Transcribe word for word the part of the passage about loving one's back below that begins at "Although sexy, a" and stops after "other female part.".

-------- EXCERPTED PASSAGE

I love my back. I love the way it arches out, and then in, and then out again; I love its female narrowness; I even love the slight kink in my spine, like a treble clef. Sometimes, I confess, I stand close against a full-length mirror and twist my neck to try and see - and admire - the string of large round beads that make up my bare spine. If I were ever to be painted, I'd want a portrait from behind, naked from the waist up.
Perhaps part of my back's attraction is that it is the one bit of my body that isn't always being pestered to get into different, better shape. Dieting has no psychological sway in this area; no woman cuts down on calories to have slimmer shoulder blades. Orthopaedic surgery for cosmetic purposes would, of course, be crazy. A back is free from the double burden that breasts and bellies suffer under, all asked to take part in the reproductive process while looking as if they haven't so much as set eyes upon an infant.
Although sexy, a back has no obvious sexual function. It is also almost impossible to turn a back into an object of pornographic desire; it can only be wonderfully erotic. We're not even particularly interested in superstars' rear views. While we dissect every other area of their well-honed bodies, we never mention Madonna's, Kylie's or J-Lo's back. Although probably the most revealed bit of the female form, especially in summertime, the back is by far the least discussed. So backs are just allowed to be backs, liberated from the pressures put on nearly every other female part.
I also adore my back because it can be easily separated from those areas that are less than lovable. I picture my body rather like a jigsaw puzzle, each bit discrete, with some that are the perfect match to their neighbours and others that just don't seem to fit. I think most women tend to see themselves like this, in a series of segments. "I have a big bum but great breasts," would be a typical comment.

----------------
-------- DATA EXTRACT

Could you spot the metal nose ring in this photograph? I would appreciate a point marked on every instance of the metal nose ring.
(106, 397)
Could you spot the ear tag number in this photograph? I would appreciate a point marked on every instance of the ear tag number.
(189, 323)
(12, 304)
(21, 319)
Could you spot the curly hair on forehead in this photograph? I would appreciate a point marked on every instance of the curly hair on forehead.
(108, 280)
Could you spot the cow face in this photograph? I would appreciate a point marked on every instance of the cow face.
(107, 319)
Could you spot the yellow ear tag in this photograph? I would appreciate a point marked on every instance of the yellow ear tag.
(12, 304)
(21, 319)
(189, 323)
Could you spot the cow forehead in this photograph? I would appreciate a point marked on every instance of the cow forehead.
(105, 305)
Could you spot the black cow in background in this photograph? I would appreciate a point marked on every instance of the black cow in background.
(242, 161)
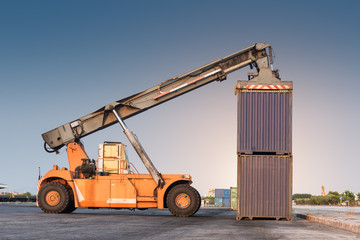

----------------

--- SOLUTION FOR THIS PROBLEM ---
Although sexy, a back has no obvious sexual function. It is also almost impossible to turn a back into an object of pornographic desire; it can only be wonderfully erotic. We're not even particularly interested in superstars' rear views. While we dissect every other area of their well-honed bodies, we never mention Madonna's, Kylie's or J-Lo's back. Although probably the most revealed bit of the female form, especially in summertime, the back is by far the least discussed. So backs are just allowed to be backs, liberated from the pressures put on nearly every other female part.